--- start INFORMATION GIVEN ---

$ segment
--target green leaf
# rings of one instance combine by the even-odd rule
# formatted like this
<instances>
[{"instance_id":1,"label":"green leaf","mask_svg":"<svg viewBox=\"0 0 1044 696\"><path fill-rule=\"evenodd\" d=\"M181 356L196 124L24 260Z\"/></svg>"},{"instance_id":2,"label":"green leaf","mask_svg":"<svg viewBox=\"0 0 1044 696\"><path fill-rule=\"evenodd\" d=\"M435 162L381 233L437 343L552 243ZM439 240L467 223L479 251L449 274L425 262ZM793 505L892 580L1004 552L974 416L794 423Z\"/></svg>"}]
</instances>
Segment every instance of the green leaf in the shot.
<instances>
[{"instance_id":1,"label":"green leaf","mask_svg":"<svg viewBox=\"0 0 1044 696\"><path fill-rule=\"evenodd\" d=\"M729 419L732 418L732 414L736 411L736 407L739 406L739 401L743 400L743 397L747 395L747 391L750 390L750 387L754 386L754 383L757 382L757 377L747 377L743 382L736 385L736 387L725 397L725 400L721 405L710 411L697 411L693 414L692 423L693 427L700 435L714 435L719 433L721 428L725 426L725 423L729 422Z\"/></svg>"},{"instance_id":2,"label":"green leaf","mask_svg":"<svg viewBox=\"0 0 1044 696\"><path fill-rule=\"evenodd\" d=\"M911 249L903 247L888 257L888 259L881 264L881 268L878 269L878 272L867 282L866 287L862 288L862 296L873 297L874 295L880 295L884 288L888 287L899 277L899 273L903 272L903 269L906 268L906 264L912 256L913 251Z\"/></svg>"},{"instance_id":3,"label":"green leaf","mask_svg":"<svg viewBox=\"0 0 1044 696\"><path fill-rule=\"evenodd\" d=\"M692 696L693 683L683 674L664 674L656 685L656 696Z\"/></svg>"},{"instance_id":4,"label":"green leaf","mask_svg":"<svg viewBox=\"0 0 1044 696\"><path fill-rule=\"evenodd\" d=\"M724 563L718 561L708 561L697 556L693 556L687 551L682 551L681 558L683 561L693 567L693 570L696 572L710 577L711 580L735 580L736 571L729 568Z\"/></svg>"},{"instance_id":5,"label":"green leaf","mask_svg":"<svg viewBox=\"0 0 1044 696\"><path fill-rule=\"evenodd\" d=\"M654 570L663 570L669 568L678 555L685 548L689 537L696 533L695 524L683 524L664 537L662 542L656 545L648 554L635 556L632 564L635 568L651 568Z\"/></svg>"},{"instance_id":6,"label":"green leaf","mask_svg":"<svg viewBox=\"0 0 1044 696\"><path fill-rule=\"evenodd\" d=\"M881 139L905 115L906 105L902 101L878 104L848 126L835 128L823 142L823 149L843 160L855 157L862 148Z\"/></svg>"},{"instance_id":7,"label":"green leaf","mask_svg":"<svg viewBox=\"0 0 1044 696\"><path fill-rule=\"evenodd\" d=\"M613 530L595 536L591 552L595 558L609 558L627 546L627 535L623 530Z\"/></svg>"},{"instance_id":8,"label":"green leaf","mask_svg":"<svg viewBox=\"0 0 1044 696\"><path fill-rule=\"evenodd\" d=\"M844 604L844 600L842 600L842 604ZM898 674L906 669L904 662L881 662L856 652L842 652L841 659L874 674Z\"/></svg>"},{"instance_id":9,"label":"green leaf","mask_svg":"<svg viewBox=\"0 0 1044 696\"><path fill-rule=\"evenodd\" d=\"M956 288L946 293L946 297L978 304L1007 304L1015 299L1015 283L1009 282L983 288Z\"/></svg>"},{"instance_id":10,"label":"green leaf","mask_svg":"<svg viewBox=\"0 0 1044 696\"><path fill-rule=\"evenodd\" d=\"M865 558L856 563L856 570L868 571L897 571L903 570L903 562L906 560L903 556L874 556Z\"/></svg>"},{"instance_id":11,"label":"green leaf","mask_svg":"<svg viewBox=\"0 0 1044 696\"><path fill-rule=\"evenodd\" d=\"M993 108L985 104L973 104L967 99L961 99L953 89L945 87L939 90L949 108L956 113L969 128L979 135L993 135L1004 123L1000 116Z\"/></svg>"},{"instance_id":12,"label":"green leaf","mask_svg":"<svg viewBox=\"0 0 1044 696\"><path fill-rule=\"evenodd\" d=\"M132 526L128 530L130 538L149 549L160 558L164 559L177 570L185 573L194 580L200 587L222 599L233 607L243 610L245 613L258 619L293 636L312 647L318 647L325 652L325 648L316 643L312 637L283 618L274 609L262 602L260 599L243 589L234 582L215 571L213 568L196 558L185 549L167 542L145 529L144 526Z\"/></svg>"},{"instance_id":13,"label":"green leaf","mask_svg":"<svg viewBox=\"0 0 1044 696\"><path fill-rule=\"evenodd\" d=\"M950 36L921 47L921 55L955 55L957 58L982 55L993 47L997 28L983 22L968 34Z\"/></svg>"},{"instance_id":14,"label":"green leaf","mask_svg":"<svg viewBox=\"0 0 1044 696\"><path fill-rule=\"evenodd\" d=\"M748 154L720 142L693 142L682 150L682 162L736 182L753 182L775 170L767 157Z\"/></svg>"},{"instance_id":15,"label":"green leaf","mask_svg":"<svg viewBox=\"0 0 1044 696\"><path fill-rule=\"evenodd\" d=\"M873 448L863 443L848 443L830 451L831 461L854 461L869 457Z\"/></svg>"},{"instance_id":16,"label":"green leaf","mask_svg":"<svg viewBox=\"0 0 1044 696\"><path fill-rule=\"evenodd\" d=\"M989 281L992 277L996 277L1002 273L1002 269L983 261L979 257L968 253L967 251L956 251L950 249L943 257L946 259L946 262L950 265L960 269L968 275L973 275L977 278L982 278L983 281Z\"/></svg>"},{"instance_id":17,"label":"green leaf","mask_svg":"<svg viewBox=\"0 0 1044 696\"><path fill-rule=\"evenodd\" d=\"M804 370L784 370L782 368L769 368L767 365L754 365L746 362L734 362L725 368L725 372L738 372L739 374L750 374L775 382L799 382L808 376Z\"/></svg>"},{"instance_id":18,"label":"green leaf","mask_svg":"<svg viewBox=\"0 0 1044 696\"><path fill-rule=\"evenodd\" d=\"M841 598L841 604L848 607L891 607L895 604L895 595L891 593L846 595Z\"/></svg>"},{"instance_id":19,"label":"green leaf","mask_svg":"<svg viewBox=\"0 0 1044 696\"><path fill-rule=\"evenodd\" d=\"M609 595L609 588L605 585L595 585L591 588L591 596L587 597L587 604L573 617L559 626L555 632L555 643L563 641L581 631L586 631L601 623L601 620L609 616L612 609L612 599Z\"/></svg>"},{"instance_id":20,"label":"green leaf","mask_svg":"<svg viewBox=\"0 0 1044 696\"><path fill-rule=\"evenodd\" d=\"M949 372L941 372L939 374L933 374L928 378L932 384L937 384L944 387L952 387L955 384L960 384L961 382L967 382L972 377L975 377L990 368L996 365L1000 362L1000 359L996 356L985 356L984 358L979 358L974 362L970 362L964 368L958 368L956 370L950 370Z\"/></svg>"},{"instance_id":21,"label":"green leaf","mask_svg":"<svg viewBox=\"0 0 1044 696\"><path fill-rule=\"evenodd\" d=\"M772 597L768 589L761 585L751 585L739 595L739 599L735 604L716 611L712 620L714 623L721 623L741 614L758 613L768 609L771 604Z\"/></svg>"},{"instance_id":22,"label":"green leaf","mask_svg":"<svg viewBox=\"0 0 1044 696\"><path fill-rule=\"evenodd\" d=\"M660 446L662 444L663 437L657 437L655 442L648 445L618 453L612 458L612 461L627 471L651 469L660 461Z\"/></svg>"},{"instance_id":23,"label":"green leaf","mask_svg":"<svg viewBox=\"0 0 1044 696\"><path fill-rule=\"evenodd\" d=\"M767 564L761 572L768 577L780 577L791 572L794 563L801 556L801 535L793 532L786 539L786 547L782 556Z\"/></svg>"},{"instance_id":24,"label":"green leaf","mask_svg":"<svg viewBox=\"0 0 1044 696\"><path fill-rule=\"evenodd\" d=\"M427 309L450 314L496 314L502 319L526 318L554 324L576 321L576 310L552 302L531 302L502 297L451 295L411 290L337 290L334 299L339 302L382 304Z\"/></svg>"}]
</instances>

--- end INFORMATION GIVEN ---

**GOAL:**
Take the lines from the start of the entries through the line containing "162L381 233L437 343L552" and write them out again with "rings" switched to "contours", keeping everything else the same.

**TASK RESULT:**
$ segment
--target green leaf
# contours of one instance combine by the even-odd rule
# formatted like this
<instances>
[{"instance_id":1,"label":"green leaf","mask_svg":"<svg viewBox=\"0 0 1044 696\"><path fill-rule=\"evenodd\" d=\"M181 356L196 124L24 260Z\"/></svg>"},{"instance_id":2,"label":"green leaf","mask_svg":"<svg viewBox=\"0 0 1044 696\"><path fill-rule=\"evenodd\" d=\"M435 162L381 233L437 343L552 243ZM439 240L467 223L479 251L449 274L425 262ZM793 505L892 580L1004 552L974 416L794 423Z\"/></svg>"}]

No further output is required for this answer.